━━━━━ RECORDS SHOWN ━━━━━
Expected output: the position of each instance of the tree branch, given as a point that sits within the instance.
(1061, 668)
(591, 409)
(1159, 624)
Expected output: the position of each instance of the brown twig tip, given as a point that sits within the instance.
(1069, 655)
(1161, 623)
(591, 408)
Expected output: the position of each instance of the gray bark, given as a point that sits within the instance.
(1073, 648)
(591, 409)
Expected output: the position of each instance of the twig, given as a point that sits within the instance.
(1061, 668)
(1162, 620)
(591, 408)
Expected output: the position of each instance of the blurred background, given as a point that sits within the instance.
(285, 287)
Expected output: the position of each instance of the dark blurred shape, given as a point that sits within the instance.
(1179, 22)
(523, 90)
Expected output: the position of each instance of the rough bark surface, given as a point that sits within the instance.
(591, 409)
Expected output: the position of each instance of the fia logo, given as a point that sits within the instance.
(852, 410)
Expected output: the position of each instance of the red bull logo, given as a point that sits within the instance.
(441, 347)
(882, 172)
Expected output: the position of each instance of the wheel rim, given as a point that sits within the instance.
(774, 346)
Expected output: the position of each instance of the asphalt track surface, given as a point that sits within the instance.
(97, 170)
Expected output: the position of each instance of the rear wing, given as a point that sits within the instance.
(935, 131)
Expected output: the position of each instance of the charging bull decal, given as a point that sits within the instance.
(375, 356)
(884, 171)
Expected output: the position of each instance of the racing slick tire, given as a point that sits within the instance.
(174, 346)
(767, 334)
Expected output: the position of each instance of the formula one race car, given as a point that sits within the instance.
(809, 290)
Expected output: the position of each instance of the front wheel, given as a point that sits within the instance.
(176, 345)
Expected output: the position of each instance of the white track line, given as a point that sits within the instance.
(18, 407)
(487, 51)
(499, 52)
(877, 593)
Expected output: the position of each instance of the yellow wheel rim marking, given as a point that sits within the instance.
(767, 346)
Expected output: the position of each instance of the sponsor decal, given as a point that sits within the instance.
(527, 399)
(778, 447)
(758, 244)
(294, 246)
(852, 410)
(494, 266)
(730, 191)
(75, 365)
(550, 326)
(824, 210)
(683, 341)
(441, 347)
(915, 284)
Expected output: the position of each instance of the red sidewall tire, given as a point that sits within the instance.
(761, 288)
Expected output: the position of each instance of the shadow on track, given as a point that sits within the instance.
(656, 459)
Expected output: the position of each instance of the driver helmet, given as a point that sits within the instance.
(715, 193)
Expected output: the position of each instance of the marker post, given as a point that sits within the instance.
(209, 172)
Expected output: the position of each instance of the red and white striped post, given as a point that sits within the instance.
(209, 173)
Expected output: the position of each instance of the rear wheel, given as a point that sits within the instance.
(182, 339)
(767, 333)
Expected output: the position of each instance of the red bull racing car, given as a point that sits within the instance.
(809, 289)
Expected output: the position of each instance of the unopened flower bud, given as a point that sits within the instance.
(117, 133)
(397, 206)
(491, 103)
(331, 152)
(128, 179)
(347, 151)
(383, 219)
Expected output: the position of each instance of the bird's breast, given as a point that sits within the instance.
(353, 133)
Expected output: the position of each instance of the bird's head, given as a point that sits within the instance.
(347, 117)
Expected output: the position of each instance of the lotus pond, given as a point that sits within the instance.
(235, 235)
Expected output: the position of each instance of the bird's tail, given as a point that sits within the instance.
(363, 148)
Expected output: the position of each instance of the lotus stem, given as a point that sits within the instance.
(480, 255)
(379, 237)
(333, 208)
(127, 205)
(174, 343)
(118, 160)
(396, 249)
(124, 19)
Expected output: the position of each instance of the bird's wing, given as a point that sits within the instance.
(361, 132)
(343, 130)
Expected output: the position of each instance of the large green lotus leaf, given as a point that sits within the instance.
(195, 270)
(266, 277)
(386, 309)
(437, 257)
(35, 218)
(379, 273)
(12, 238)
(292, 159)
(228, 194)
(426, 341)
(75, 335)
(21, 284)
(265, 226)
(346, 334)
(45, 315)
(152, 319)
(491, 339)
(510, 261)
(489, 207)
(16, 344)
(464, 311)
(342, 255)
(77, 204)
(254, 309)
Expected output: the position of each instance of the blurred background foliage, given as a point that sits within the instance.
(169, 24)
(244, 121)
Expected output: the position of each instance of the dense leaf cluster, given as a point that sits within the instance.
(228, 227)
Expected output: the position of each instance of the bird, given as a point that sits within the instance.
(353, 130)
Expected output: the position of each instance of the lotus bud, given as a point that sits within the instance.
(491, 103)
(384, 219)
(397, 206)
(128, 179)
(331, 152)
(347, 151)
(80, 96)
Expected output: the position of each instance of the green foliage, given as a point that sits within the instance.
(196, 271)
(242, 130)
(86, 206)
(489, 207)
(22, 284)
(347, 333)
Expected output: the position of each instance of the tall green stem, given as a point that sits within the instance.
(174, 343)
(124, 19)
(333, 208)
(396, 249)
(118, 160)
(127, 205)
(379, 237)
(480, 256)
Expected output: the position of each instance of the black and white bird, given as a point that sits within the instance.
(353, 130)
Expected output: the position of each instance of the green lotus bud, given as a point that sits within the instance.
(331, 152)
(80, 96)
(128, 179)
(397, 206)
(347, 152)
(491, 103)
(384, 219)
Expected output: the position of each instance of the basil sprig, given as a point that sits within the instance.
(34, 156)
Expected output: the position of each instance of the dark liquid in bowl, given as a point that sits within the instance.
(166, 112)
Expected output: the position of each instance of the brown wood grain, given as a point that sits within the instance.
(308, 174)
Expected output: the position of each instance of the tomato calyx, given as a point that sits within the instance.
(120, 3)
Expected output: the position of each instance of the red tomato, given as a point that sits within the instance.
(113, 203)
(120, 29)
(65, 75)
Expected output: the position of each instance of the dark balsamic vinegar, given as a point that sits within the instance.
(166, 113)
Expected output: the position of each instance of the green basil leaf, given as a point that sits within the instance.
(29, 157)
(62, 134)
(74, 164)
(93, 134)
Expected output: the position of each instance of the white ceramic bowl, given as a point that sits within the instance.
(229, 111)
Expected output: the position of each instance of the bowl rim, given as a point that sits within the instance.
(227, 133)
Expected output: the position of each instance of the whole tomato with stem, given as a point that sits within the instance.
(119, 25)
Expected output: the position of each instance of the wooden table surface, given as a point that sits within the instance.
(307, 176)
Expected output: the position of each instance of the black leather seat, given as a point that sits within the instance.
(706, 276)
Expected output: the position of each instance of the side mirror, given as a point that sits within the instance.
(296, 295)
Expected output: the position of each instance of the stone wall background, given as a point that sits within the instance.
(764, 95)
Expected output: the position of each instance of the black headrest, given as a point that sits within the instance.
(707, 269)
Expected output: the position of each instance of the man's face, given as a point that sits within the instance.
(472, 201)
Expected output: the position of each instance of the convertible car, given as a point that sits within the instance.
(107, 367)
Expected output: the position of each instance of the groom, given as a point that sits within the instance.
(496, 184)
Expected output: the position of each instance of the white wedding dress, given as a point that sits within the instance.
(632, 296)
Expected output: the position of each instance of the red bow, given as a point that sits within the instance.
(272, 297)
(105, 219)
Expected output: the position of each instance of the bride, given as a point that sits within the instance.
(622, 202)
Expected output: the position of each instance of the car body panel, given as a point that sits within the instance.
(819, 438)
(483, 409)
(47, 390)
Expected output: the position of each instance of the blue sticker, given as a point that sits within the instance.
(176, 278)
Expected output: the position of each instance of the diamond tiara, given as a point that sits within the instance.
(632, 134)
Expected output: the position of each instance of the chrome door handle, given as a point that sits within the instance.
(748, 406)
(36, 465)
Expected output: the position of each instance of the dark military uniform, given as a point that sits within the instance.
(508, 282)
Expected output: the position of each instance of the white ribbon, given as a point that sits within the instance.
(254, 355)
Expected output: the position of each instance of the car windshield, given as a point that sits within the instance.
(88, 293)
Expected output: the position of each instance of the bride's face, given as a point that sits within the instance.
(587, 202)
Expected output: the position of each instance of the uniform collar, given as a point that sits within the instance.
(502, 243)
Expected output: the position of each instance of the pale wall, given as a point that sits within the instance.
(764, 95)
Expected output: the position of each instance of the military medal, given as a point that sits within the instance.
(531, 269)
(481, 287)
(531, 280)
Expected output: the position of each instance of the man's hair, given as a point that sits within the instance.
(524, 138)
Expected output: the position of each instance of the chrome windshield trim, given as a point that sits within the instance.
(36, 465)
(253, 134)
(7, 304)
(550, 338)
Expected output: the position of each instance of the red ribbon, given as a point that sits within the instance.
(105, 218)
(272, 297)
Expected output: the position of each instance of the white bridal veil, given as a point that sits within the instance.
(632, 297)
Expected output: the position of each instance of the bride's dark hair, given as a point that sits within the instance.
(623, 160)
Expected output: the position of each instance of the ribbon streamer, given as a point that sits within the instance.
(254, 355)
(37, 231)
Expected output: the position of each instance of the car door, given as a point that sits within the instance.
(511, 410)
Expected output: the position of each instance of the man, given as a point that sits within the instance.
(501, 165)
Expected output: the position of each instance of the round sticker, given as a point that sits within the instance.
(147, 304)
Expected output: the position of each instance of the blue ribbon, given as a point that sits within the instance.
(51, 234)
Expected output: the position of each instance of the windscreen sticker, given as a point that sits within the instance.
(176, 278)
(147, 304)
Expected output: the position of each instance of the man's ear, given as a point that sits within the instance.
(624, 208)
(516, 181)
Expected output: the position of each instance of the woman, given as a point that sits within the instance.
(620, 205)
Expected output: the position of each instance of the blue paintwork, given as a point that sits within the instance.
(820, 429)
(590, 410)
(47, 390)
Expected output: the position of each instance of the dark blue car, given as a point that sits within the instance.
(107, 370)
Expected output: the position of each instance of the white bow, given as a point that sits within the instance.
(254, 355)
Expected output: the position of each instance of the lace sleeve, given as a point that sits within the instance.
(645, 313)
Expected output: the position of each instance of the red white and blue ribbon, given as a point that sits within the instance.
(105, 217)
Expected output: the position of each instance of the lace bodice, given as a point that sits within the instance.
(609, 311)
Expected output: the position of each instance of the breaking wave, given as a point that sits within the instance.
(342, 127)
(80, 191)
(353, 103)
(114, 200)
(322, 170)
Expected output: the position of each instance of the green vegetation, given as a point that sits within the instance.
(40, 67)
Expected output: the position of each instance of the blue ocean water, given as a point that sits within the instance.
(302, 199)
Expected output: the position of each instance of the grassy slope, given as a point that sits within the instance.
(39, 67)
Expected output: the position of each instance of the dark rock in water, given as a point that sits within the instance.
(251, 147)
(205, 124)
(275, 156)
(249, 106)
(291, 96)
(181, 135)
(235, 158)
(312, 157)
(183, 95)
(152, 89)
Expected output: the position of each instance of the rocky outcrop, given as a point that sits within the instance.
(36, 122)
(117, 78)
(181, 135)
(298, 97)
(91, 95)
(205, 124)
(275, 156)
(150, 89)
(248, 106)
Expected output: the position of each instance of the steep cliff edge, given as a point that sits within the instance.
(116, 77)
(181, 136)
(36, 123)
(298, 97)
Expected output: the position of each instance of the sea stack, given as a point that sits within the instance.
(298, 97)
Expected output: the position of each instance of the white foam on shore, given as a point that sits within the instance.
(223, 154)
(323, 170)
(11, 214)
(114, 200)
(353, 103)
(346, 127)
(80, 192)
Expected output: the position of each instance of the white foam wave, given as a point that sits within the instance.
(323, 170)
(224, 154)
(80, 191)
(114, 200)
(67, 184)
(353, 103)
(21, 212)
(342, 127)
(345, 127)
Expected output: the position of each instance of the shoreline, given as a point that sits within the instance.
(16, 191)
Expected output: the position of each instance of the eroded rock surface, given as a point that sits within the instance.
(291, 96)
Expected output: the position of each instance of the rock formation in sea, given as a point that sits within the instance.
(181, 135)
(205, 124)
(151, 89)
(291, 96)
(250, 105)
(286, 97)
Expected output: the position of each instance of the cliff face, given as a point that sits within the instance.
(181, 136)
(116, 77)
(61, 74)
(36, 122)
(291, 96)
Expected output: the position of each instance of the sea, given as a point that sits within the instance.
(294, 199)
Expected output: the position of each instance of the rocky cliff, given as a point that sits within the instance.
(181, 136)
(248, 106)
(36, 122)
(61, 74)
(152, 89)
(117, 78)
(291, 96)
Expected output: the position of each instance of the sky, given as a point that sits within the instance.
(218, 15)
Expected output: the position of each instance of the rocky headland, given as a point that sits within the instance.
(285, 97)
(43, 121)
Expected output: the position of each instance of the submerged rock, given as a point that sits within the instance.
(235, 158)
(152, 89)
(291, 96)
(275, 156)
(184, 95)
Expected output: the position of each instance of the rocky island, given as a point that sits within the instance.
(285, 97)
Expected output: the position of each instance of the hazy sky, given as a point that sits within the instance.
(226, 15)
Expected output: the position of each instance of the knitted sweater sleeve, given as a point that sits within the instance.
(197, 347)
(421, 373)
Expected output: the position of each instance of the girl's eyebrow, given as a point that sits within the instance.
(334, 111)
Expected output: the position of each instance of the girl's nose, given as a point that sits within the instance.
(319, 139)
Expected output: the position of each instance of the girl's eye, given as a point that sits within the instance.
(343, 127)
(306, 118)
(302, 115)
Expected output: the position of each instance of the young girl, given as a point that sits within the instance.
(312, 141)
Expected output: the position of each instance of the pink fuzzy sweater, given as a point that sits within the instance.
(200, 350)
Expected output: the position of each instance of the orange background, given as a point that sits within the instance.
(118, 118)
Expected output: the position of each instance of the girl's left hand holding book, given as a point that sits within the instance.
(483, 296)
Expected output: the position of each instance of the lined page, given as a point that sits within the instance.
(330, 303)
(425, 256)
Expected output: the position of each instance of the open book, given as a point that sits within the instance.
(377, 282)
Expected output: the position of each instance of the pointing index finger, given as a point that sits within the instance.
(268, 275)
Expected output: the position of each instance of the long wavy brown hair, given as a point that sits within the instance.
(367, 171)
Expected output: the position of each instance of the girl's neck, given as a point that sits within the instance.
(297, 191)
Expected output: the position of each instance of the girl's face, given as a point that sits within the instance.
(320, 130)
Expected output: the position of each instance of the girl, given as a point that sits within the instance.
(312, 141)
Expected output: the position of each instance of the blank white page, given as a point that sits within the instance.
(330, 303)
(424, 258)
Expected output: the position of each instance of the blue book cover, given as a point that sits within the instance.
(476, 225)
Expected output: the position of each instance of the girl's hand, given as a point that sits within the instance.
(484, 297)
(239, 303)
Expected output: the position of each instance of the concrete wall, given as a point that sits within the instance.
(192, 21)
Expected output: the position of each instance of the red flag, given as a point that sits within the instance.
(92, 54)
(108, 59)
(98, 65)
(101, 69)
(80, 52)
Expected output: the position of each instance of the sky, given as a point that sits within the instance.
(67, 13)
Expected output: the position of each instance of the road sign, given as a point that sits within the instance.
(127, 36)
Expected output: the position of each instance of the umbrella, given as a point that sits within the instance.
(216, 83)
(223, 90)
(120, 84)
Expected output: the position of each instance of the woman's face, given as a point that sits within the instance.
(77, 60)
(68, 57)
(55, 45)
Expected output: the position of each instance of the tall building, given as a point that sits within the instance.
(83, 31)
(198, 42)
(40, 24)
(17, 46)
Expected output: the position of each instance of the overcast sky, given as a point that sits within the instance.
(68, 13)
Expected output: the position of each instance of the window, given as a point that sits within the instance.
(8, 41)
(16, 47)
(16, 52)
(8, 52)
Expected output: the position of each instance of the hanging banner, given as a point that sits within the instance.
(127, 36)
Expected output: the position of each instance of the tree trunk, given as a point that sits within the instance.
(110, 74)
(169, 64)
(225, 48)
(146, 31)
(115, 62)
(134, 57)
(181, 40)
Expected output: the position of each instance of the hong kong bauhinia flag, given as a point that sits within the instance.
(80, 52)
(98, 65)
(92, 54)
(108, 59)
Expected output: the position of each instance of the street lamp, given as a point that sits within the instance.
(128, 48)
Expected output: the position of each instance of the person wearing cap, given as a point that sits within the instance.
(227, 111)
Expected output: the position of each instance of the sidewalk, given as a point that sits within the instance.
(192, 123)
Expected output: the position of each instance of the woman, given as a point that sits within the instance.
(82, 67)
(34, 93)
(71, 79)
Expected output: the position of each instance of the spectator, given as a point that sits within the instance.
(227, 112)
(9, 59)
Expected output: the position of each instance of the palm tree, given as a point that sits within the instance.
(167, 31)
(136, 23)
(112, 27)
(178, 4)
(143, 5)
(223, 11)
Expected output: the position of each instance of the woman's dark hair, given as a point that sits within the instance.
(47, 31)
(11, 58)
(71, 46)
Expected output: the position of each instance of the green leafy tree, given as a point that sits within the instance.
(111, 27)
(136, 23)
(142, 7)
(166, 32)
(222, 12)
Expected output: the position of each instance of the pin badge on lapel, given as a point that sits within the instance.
━━━━━
**EXERCISE DETAILS:** Retype, exactly and only, the lines running from the one with "tree trunk, given" through the final line of the listing above.

**THE RESULT:**
Expected output: the position of each instance of the tree trunk, given as a point that sits within the instance.
(110, 74)
(169, 64)
(225, 48)
(146, 31)
(115, 62)
(134, 57)
(181, 40)
Expected output: the position of each instance of the hong kong bauhinia flag, given as a point that sits within the instance.
(80, 52)
(98, 65)
(92, 54)
(108, 59)
Expected output: the position of each instance of the street lamp, given as a point that sits within the instance.
(128, 48)
Expected output: the position of each instance of the person wearing cap, given as a point that sits within the instance.
(227, 111)
Expected output: the position of each instance of the sidewalk, given as a point that sits within the instance.
(192, 123)
Expected output: the position of each instance of the woman, given as a point that sits within the instance.
(82, 67)
(34, 93)
(71, 79)
Expected output: the position of each instance of the spectator, given as a point that sits within the instance.
(227, 112)
(9, 59)
Expected output: the position of each instance of the palm tree, given as a point that sits within the instance.
(167, 31)
(136, 23)
(112, 27)
(178, 4)
(143, 5)
(223, 11)
Expected output: the position of each instance of the woman's dark hair, given as a point that sits within the instance.
(47, 31)
(11, 58)
(71, 46)
Expected output: the position of each instance of the green leafy tree, given as a point that sits within the instance.
(111, 27)
(136, 23)
(142, 7)
(166, 32)
(222, 12)
Expected output: the position of each instance of the pin badge on lapel, given as a point that sits within the instance.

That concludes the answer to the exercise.